Extract every line of the records that contains the word "white", and copy those lines in full. Case counts.

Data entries
+ + + + + + +

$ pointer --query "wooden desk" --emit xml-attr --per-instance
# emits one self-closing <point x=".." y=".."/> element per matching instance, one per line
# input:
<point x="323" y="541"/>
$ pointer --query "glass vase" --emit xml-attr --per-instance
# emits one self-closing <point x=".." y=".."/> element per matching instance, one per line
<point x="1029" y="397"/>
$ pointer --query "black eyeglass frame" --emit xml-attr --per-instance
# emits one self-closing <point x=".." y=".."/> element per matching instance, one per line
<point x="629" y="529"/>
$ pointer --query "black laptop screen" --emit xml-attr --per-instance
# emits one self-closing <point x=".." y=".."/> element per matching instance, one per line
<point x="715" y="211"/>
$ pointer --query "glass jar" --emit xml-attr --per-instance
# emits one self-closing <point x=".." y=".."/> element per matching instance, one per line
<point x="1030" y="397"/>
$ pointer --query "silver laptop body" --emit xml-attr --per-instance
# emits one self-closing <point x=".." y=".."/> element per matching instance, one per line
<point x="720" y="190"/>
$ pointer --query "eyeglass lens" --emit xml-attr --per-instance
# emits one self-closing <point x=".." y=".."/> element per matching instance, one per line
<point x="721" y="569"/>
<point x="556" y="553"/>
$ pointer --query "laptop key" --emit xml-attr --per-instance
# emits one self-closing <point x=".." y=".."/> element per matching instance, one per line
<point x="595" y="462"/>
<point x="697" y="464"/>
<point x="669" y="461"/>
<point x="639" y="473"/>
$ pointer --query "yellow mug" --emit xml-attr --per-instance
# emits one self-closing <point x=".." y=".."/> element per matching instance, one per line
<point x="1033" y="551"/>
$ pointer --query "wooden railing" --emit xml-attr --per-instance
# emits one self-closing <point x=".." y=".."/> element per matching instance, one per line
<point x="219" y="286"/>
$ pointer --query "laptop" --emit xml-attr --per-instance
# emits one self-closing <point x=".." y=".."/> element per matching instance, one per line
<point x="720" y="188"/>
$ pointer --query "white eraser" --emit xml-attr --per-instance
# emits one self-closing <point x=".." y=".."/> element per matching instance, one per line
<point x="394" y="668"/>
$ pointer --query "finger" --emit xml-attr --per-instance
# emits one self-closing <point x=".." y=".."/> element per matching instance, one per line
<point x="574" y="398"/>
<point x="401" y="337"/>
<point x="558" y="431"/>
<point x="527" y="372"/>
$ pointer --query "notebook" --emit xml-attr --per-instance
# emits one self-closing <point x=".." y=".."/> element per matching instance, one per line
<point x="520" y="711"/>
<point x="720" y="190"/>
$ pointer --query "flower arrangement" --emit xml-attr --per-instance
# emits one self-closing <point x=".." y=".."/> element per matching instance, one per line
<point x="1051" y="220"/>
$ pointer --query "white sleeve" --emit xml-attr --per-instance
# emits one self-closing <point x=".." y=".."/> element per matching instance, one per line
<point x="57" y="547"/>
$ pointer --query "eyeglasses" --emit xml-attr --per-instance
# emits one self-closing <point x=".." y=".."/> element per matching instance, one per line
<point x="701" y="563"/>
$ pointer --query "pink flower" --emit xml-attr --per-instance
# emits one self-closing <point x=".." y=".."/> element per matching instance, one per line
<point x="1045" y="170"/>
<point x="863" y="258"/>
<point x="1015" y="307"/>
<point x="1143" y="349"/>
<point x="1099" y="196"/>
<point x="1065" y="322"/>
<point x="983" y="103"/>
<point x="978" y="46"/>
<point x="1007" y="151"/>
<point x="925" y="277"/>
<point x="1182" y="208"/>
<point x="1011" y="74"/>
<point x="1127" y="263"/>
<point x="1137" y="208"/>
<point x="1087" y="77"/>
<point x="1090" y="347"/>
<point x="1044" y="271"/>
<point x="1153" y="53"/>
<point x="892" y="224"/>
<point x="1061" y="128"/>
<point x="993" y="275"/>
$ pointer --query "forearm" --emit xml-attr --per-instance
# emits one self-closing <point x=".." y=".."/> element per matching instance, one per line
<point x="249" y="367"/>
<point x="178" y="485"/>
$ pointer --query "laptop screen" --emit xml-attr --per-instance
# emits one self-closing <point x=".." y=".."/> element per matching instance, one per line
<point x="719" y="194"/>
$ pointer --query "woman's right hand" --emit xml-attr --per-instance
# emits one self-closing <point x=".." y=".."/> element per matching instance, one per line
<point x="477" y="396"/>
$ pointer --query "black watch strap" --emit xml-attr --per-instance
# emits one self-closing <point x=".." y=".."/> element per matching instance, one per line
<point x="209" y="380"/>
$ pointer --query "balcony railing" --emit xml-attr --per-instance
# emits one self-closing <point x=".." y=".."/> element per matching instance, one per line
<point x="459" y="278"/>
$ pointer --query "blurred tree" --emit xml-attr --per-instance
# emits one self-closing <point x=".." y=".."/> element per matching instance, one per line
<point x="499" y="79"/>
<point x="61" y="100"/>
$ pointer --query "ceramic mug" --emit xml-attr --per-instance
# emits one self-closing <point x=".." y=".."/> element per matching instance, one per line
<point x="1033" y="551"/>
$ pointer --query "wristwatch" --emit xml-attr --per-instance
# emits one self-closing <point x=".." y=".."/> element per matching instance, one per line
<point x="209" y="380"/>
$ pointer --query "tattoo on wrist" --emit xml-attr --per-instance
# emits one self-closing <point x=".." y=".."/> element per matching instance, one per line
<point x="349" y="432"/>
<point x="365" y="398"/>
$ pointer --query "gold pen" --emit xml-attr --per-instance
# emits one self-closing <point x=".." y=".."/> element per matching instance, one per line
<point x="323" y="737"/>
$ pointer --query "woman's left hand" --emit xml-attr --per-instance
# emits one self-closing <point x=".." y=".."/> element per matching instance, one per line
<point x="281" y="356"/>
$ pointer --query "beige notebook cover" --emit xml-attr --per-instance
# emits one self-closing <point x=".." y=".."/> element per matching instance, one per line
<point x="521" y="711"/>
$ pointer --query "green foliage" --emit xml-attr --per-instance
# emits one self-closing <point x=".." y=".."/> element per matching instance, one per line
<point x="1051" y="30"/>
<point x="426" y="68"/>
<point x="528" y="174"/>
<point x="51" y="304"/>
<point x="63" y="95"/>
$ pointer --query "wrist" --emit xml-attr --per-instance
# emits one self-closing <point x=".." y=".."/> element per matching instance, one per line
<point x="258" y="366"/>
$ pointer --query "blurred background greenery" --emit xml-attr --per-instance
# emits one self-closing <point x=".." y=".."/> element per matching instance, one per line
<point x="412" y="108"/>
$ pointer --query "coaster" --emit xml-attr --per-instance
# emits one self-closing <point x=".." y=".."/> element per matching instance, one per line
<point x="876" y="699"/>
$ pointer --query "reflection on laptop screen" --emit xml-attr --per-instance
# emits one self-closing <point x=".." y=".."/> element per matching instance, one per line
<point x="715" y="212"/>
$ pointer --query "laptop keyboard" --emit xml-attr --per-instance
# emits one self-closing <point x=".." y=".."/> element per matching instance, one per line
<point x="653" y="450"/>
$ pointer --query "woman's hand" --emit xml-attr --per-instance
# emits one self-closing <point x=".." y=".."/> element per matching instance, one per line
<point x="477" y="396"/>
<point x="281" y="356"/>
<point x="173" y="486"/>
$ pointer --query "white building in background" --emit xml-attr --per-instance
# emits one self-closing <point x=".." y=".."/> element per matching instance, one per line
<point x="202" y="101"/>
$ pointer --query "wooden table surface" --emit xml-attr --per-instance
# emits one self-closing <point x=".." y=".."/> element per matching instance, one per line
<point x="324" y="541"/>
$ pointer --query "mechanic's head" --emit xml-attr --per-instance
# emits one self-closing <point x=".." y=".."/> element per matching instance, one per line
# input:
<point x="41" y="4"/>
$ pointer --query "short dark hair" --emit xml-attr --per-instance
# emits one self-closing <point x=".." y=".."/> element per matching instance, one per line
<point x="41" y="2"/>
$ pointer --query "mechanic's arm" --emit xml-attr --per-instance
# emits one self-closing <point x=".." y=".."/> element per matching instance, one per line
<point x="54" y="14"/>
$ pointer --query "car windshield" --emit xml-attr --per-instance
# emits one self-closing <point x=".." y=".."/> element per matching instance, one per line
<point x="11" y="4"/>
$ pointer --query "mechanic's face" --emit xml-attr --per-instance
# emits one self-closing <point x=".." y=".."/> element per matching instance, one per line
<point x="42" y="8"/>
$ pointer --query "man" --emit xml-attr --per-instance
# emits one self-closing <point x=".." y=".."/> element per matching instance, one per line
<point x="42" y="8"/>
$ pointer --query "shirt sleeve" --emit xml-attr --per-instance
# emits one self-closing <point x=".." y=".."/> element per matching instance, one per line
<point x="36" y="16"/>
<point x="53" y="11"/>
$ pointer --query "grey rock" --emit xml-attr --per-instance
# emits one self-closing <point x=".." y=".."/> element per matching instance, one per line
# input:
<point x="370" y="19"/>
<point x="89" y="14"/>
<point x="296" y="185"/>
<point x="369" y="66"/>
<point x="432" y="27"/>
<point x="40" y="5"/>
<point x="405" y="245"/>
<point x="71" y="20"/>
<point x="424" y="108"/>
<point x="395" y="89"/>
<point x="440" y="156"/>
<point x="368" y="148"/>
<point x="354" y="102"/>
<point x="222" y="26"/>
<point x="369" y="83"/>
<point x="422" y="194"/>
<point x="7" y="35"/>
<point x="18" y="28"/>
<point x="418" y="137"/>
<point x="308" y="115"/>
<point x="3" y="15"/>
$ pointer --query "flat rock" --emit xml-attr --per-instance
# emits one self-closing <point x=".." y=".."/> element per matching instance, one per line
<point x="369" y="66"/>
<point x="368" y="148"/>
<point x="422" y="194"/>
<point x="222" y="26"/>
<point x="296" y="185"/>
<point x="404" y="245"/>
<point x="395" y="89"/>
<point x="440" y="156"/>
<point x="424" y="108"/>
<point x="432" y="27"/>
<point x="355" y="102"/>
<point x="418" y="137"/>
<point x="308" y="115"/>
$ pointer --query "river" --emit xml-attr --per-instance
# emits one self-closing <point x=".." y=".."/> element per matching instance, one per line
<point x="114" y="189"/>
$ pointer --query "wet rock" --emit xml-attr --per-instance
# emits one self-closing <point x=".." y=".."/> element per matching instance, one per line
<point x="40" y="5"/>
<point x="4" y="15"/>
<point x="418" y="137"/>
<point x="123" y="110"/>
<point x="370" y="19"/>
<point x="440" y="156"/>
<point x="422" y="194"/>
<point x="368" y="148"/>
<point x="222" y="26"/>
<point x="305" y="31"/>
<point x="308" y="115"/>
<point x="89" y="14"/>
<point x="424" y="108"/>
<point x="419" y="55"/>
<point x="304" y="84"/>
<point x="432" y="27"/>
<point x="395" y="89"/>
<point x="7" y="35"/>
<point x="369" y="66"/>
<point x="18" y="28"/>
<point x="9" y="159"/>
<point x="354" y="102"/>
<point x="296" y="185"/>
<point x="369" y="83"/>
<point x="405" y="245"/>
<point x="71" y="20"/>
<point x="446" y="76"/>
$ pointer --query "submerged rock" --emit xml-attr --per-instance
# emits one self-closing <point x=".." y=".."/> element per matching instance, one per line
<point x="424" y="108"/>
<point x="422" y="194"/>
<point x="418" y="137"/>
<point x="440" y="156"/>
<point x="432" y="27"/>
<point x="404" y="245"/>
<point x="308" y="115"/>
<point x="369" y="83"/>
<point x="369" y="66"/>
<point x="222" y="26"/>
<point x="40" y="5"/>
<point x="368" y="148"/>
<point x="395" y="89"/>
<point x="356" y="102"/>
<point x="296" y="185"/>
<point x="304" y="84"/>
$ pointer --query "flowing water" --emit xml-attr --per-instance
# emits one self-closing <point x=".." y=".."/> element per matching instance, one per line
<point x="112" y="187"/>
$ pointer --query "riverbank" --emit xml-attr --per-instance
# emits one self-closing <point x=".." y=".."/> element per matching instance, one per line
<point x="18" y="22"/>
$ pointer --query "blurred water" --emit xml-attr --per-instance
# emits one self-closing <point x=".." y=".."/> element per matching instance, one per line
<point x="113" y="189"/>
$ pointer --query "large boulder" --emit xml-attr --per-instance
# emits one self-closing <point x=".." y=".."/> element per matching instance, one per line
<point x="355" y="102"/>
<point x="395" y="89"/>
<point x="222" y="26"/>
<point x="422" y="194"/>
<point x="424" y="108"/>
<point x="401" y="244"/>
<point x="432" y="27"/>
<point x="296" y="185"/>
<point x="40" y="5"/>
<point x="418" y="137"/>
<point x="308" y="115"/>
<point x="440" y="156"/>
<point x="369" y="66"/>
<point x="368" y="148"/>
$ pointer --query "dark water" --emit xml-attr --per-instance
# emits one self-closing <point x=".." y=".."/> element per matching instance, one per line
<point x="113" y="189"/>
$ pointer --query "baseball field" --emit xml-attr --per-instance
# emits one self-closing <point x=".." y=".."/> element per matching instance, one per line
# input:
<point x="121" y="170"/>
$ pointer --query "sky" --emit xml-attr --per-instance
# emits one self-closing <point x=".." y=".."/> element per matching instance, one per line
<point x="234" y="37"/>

+ + + + + + +

Exercise response:
$ pointer --query "white eraser" --emit xml-attr --per-instance
$ pointer --query "white sleeve" --emit xml-attr --per-instance
$ pointer --query "white building in background" --emit xml-attr --per-instance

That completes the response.